BEGIN

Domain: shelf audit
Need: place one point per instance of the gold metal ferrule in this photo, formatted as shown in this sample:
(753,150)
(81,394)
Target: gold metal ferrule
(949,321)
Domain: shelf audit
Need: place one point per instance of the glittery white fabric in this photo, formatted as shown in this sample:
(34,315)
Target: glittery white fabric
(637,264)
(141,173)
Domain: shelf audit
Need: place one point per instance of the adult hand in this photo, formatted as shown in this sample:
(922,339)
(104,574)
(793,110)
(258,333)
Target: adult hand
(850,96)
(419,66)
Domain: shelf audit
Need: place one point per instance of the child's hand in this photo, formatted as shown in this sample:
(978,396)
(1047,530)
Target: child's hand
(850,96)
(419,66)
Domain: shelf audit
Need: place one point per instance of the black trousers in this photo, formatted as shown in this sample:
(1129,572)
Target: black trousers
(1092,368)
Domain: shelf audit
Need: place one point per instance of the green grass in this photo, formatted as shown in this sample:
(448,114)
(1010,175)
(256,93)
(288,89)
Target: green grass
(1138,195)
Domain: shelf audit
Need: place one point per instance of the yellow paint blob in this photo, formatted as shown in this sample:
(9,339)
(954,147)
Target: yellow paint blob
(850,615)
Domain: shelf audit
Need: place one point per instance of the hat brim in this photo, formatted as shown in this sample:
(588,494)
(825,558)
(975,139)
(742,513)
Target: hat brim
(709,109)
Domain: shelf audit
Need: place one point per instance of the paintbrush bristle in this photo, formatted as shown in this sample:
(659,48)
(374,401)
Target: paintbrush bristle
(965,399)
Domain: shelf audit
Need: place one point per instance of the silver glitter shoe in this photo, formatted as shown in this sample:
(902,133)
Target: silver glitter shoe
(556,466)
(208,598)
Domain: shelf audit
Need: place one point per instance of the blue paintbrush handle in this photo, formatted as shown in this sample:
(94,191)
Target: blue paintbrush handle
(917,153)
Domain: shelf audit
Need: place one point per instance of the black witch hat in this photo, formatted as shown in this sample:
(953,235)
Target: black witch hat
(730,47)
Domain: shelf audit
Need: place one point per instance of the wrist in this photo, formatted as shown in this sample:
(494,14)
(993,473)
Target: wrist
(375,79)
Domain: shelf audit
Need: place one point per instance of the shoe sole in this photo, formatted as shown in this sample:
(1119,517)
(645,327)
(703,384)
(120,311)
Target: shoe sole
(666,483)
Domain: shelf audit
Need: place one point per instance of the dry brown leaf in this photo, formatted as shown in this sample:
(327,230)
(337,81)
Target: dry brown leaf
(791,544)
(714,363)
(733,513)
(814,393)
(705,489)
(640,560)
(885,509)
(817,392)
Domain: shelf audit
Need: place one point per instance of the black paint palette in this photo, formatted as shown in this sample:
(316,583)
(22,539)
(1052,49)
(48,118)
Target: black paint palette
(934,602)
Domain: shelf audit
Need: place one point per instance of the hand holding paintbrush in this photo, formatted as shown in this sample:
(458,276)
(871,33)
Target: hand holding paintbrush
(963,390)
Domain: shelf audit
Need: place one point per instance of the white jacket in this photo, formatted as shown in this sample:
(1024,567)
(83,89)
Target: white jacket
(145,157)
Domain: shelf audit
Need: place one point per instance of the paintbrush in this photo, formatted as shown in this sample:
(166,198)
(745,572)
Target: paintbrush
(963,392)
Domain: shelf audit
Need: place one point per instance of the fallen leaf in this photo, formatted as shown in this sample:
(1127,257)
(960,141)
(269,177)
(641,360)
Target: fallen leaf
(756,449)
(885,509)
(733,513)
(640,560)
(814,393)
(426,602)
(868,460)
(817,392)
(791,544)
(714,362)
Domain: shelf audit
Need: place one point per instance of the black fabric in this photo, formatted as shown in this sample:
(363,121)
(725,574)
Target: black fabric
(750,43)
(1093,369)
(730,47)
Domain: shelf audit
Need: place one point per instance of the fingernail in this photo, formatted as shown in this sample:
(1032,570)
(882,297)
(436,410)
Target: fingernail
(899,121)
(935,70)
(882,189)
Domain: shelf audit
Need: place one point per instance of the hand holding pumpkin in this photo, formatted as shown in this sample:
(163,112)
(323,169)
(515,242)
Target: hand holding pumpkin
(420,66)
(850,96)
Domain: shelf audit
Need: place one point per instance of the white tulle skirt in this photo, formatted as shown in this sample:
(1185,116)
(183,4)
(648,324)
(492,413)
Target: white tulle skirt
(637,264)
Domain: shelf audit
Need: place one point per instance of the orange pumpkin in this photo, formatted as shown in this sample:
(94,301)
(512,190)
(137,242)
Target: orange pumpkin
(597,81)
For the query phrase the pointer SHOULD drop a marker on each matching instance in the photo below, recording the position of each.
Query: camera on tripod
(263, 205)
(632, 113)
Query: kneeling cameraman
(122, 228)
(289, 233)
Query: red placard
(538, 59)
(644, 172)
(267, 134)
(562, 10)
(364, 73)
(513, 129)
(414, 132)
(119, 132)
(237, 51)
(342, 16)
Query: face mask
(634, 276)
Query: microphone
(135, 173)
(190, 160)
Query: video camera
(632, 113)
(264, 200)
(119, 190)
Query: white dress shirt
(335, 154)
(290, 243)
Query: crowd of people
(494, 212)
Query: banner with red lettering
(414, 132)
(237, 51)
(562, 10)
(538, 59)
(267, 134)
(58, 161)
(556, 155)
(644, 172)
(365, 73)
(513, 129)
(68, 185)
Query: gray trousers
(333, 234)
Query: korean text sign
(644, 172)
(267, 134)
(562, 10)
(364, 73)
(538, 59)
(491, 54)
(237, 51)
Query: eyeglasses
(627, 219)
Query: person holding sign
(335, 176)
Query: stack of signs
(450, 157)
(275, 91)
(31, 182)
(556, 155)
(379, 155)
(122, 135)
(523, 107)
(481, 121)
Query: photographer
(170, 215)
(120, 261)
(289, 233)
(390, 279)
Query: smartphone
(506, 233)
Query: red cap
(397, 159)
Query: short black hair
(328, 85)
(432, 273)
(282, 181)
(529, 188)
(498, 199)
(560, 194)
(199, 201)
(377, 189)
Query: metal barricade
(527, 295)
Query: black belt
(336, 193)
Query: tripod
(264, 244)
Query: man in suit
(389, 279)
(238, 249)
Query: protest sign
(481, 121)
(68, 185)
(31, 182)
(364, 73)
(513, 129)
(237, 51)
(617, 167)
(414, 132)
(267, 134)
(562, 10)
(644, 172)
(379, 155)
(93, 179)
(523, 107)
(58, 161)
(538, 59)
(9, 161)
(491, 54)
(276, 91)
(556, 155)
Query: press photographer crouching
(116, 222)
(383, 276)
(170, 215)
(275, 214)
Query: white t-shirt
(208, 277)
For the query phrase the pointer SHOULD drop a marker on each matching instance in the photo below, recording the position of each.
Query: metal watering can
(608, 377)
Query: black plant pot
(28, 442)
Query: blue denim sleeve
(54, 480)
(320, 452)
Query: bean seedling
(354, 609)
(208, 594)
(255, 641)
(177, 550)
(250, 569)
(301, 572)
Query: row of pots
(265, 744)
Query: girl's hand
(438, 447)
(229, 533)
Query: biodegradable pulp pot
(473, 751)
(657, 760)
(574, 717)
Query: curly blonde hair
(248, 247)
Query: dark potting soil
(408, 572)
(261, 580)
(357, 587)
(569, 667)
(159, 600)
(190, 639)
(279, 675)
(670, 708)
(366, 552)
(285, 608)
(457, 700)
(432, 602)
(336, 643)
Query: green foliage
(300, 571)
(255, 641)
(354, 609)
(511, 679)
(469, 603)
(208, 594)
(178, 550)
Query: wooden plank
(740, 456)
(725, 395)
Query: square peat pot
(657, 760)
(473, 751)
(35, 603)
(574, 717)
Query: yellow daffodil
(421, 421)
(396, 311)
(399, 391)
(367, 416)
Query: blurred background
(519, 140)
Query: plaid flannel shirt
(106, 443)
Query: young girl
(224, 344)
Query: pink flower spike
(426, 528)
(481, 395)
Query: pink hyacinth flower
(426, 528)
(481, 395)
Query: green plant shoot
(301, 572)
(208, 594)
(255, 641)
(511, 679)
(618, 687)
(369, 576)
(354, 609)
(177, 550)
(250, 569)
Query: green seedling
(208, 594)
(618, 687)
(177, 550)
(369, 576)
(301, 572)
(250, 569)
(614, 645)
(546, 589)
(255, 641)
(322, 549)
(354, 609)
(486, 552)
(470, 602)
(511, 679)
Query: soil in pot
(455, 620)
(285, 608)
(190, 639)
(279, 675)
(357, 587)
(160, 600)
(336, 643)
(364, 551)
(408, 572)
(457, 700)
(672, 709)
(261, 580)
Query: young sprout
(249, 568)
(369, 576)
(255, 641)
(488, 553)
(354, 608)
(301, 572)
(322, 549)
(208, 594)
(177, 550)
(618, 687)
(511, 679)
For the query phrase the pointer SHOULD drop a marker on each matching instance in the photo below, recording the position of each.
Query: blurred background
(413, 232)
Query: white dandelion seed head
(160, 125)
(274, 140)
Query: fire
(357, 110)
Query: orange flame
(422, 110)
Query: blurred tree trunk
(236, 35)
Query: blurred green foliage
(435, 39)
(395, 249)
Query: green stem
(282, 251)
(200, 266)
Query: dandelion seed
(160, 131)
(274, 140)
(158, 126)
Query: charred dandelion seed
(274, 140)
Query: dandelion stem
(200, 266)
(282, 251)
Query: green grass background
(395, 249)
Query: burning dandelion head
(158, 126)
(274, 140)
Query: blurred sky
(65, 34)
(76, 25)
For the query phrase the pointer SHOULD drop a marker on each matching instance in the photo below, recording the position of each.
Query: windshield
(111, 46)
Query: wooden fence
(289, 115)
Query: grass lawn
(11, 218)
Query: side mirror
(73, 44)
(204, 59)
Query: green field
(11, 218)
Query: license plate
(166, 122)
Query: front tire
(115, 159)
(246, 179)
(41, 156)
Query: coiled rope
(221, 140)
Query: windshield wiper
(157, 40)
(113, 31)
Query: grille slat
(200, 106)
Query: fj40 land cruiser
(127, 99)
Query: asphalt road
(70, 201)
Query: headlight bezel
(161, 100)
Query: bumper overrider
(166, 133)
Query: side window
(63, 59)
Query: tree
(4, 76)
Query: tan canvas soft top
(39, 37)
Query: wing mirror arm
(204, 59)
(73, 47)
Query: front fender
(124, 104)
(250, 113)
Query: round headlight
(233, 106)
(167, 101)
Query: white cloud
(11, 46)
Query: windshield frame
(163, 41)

END

AIM OF THE TASK:
Return, exactly, the lines from the first line of the records above to the line containing "Need: place one point per instance of the wrist", both included.

RESULT:
Domain: shelf audit
Need: place one point per instance of the gold metal ferrule in this photo, formatted as shown in this sample:
(753,150)
(81,394)
Target: gold metal ferrule
(949,321)
Domain: shelf audit
Need: place one point per instance of the glittery white fabric in this photo, formatted as shown in this sample:
(34,315)
Target: glittery white fabric
(637,264)
(141,173)
Domain: shelf audit
Need: place one point per instance of the adult hand in this photo, formatted as shown in this sample:
(922,339)
(104,574)
(793,110)
(258,333)
Target: adult hand
(850,96)
(419,66)
Domain: shelf audit
Need: place one point per instance of the child's hand in this photo, formatted as shown in this sample:
(978,396)
(1047,530)
Target: child's hand
(850,96)
(419,66)
Domain: shelf audit
Need: place one point per instance of the black trousers in this photo, formatted as shown in this sample:
(1129,572)
Target: black trousers
(1092,368)
Domain: shelf audit
Need: place one point per instance of the green grass in this photo, formatted as shown in this sample:
(448,114)
(1010,175)
(256,93)
(288,89)
Target: green grass
(1138,195)
Domain: shelf audit
Need: place one point per instance of the yellow paint blob in this photo, formatted as shown in this sample:
(9,339)
(954,147)
Target: yellow paint blob
(850,615)
Domain: shelf audit
Need: place one point per instance of the hat brim in this photo, formatted as shown in this sample:
(588,494)
(825,558)
(975,139)
(742,513)
Target: hat brim
(709,109)
Domain: shelf audit
Need: place one point per instance of the paintbrush bristle in this photo, formatted as shown in this sample:
(659,48)
(374,401)
Target: paintbrush bristle
(965,399)
Domain: shelf audit
Need: place one point per instance of the silver glitter shoe in this photo, formatted as shown in this sample:
(902,133)
Target: silver glitter shoe
(556,466)
(208,598)
Domain: shelf audit
Need: place one point per instance of the blue paintbrush handle in this photo, formatted as shown in this sample:
(94,191)
Target: blue paintbrush handle
(917,153)
Domain: shelf audit
Need: place one point per instance of the black witch hat in this photo, formatted as shown in this sample:
(953,235)
Target: black witch hat
(730,47)
Domain: shelf audit
Need: place one point per instance of the wrist in this photo, formatted as shown in this sample:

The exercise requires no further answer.